**** TRECHO ORIGINAL ****

Não foi feita com arrogância, porque não é o estilo de Cuba. Na própria nota pode-se apreciar como se expressava com modéstia a idéia de que para nós bastava que a proibição fosse suspendida por um limitado período de tempo.

O secretário de Comércio dos Estados Unidos, Carlos Gutiérrez, descartou na sexta-feira (12) que o bloqueio fosse levantado de forma temporária.

É óbvio que o governo desse poderoso país não pode compreender que a dignidade de um povo não tem preço. A onda de solidariedade com Cuba, que abarca países grandes e pequenos, com recursos e até sem recursos, desapareceria no dia em que Cuba deixasse de ser digna.

Equivocam-se rotundamente os que em nosso país se desagradem por isso. Se em vez de cinco milhões fosse um bilhão, encontrariam a mesma resposta. O dano em milhares de vidas, sofrimentos e mais de US$ 200 bilhões que custaram o bloqueio e as agressões ianques, não podem ser pagas com nada.

No relatório oficial parcial foi explicado ao povo que em menos de dez dias o país havia sido afetado em mais de US$ 5 bilhões. Mas também foi explicado que essas cifras eram a preços históricos e convencionais, que nada tinham que ver com a realidade. Não deve ser esquecida nunca a explicação bem clara de que “os cálculos das perdas em moradias são sobre a base de preços históricos e convencionais, e não os valores reais a preços internacionais. Basta assinalar que para dispor de uma moradia duradoura que resista aos mais fortes ventos, requer-se um elemento indispensável que escasseia muito: a força de trabalho. Esta é igualmente necessária para um conserto temporário como para uma construção duradoura. Dita força tem que ser repartida em todos os demais centros de produção e serviços, alguns significativamente afetados, pelo o que o valor real de uma moradia no mundo e a amortização do investimento correspondente é muitas vezes maior.”

O golpe da natureza foi contundente, mas também é alentador saber que não haverá trégua nem descanso em nossa luta.

A crise econômica que atinge os Estados Unidos, e como conseqüência os demais povos do mundo, não tem resposta definitiva; no entanto, sim a têm os desastres naturais em nosso país e toda tentativa de pôr preço a nossa dignidade.

**** DADOS FORNECIDOS ****

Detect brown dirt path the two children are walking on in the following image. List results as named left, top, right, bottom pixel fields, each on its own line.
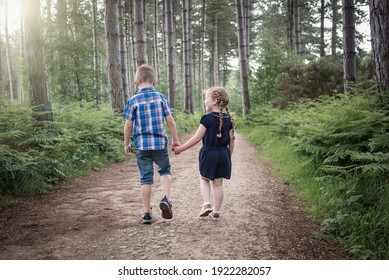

****

= PERGUNTAS =
1 - Resuma o trecho original em duas frases.
2 - No trecho original, reescreva a parte que começa com as palavras "A crise econômica" e termina com "a nossa dignidade.", trocando "crise econômica" por "recessão".

= RESPOSTAS ABAIXO =
1 - Cuba pediu com modéstia que a proibição fosse suspensa por um tempo limitado, mas o secretário de Comércio dos Estados Unidos, Carlos Gutiérrez, descartou levantar o bloqueio de forma temporária. O texto defende que a dignidade do povo cubano não tem preço e diz que, apesar de o golpe da natureza ter causado ao país perdas de mais de US$ 5 bilhões em menos de dez dias, calculadas a preços históricos, não haverá trégua nem descanso na luta.

2 -
A recessão que atinge os Estados Unidos, e como conseqüência os demais povos do mundo, não tem resposta definitiva; no entanto, sim a têm os desastres naturais em nosso país e toda tentativa de pôr preço a nossa dignidade.